# [Objective]
Reproduce each of the records below verbatim, leaving out the pictures.

>> START Material shown

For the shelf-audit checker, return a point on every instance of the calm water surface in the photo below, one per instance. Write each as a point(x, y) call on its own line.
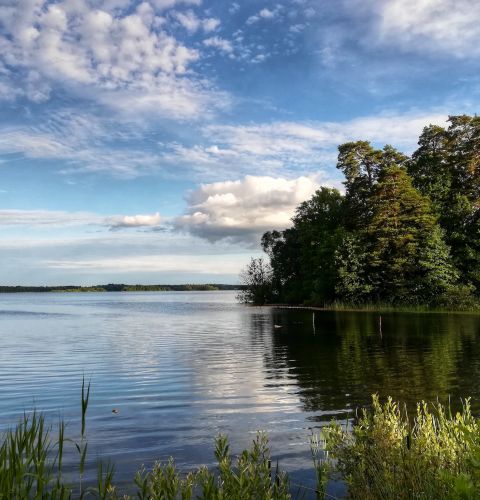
point(182, 367)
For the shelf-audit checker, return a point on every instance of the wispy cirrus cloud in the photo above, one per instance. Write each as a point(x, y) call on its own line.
point(285, 147)
point(44, 219)
point(123, 57)
point(436, 27)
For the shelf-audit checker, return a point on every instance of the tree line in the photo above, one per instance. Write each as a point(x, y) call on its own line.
point(406, 231)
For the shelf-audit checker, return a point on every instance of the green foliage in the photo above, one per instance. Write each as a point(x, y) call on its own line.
point(387, 456)
point(31, 466)
point(257, 281)
point(406, 232)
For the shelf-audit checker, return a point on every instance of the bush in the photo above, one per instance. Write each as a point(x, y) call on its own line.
point(385, 456)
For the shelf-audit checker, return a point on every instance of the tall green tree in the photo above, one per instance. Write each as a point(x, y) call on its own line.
point(302, 257)
point(409, 261)
point(362, 165)
point(446, 167)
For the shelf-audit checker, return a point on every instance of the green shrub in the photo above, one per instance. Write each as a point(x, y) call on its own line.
point(387, 456)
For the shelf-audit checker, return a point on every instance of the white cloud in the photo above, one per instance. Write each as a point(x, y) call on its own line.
point(135, 221)
point(111, 55)
point(283, 148)
point(43, 219)
point(219, 43)
point(242, 210)
point(168, 4)
point(47, 218)
point(192, 23)
point(83, 142)
point(188, 264)
point(264, 14)
point(448, 26)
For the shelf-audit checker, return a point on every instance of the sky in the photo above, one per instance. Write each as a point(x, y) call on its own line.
point(155, 141)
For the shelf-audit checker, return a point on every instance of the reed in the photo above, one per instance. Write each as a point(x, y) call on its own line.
point(384, 454)
point(387, 455)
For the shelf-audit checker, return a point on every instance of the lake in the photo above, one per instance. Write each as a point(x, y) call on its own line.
point(182, 367)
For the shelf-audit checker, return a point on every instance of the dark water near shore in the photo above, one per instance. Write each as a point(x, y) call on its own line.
point(182, 367)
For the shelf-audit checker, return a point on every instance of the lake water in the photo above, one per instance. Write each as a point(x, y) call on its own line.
point(182, 367)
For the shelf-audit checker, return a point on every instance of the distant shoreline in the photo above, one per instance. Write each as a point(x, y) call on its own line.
point(113, 287)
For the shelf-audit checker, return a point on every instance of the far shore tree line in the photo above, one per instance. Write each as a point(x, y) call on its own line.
point(406, 231)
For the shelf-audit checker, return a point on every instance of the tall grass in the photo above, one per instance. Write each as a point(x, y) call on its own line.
point(383, 455)
point(31, 466)
point(386, 455)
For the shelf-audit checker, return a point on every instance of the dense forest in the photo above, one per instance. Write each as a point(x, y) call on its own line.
point(406, 231)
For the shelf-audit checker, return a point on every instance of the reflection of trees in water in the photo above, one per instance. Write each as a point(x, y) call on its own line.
point(414, 357)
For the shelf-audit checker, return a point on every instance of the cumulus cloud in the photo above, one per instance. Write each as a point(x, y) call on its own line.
point(264, 14)
point(219, 43)
point(449, 26)
point(122, 57)
point(242, 210)
point(168, 4)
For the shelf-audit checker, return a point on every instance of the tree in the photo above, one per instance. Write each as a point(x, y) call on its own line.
point(257, 280)
point(302, 257)
point(446, 167)
point(409, 261)
point(362, 166)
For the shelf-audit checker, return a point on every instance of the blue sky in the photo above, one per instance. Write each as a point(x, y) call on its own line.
point(156, 141)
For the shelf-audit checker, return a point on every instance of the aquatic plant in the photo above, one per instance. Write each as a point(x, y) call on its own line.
point(385, 455)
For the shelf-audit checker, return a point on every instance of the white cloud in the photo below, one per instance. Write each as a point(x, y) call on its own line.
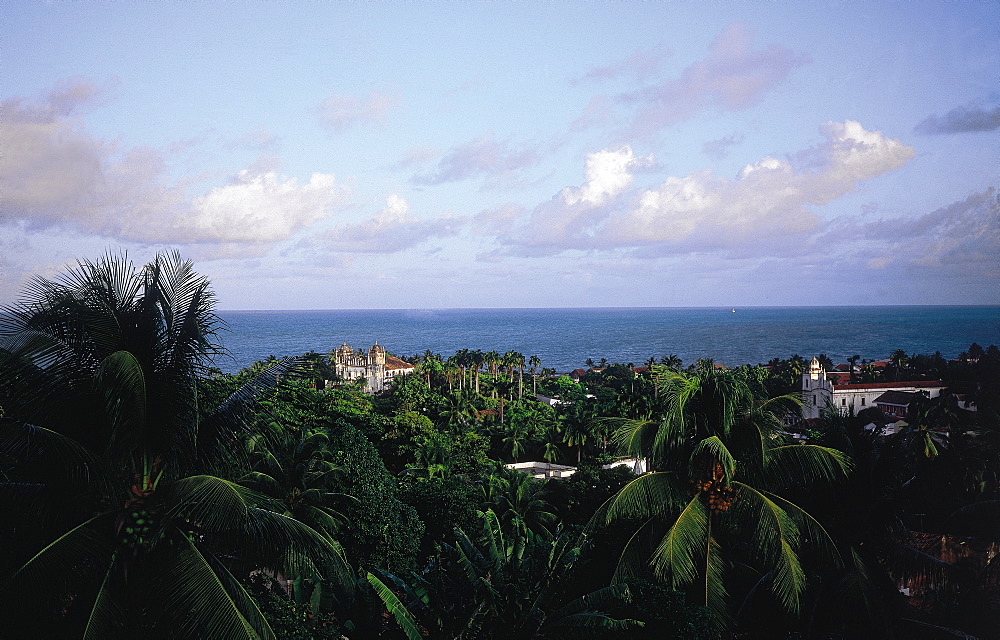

>> END Material shown

# [Answer below]
For the shelf-audit checker, return a point on every instance of the calm water surface in the photo below, one per instance. Write each as a point(x, y) call on its own line.
point(182, 367)
For the shelf-audit checker, return a point on every instance of the wispy cirrus cloud in the photo above, one per instance. Write each as a point(x, y) call on its own line.
point(285, 147)
point(44, 219)
point(123, 57)
point(436, 27)
For the shelf-audit checker, return a point on every instance of the tree line in the photo above, one per instance. Write each as a point(x, y) call on its own line.
point(406, 231)
For the shelf-audit checker, return a point on every instance of the green foliage in the photo above, one per instance. Write each as a point(x, y) call on its own line.
point(387, 456)
point(31, 466)
point(257, 281)
point(406, 232)
For the shelf-audit checker, return a point on every instance of the bush in the photo above, one per instance. Write each as a point(x, y) call on its own line.
point(385, 456)
For the shelf-audit checker, return a point on every instance of the tall green tree in the photo above, one per instance. Write each as a point(x, y) call on its own line.
point(302, 257)
point(409, 261)
point(362, 165)
point(446, 167)
For the shelf-audit checker, return a point on every instance of the green shrub in the photo above, one per instance. Write each as a point(x, y) call on its own line.
point(387, 456)
For the shelf-audit checker, return a point on every instance of the white cloud in the photo above, one per instance. Write each as a point(x, y) call on its own line.
point(135, 221)
point(111, 55)
point(283, 148)
point(43, 219)
point(219, 43)
point(242, 210)
point(168, 4)
point(47, 218)
point(192, 23)
point(83, 142)
point(188, 264)
point(264, 14)
point(448, 26)
For the shelf-audit checker, return a point on every instance of the sky in the photo above, one per instance. Write each as a point(x, y) call on its own line.
point(155, 141)
For the shelf-audit checker, return a point on every instance of the reed in the photo above, one per instance. Write each as a point(x, y) call on its own line.
point(384, 454)
point(387, 455)
For the shelf-audit checker, return a point on every instance of the lake in the photo above, one per instance. Write each as a point(x, y) call on its own line.
point(182, 367)
For the shelf-audit checker, return a point on every instance of the dark water near shore in the photo above, one per instance. Write each as a point(x, y) call on its own line.
point(182, 367)
For the shelf-audit checker, return a point on every instance of the lake water in the photo above, one per instance. Write each as a point(x, y) call on its own line.
point(182, 367)
For the shelf-audit checker, return a point on every instance of the distant shoreline in the photo above, one per instance. Write each as a point(x, y) call on its own line.
point(113, 287)
For the shelf-audit checker, return a point on every instance of the far shore tree line in the photo above, one per instance. Write each as a point(x, y) call on its own line.
point(406, 231)
For the shelf-audit checker, return a point on every instance of the tall grass in the photo above, one per instance. Write each as a point(x, y) call on its own line.
point(383, 455)
point(31, 466)
point(386, 455)
For the shelf-audit checker, return a point on every instance of the dense forest in the photo above, one per instance. Write each as a point(x, y) call on its own line.
point(406, 231)
For the shelf-audit checker, return a point on every instance of the reflection of trees in water in the photo above, one per instance. Write each as a point(x, y) call on its own line.
point(414, 357)
For the shelf-audit checker, return a point on every instance of the cumulus cloud in the photo above, one per instance. Write each as a point(x, y) call on its own line.
point(264, 14)
point(219, 43)
point(449, 26)
point(122, 57)
point(242, 210)
point(168, 4)
For the shelf-audit checker, return a point on every instance of the tree in the photo above, one per instance. Write each as a point(x, y) call on its own line.
point(257, 280)
point(302, 257)
point(446, 167)
point(409, 261)
point(362, 166)
For the shelf-audit checker, return a point on every instance of the blue sky in the photo above, one per instance. Write each as a point(x, y) call on its own line.
point(156, 141)
For the shelf-audit checker, return a point on every instance of the aquatic plant in the photo above, one per instance. Write each as a point(x, y) call on its own line.
point(385, 455)
For the shelf-audit checker, return a point on every instance of the white cloud in the photo below, one per instance. Write each as a point(x, y) call on its own line.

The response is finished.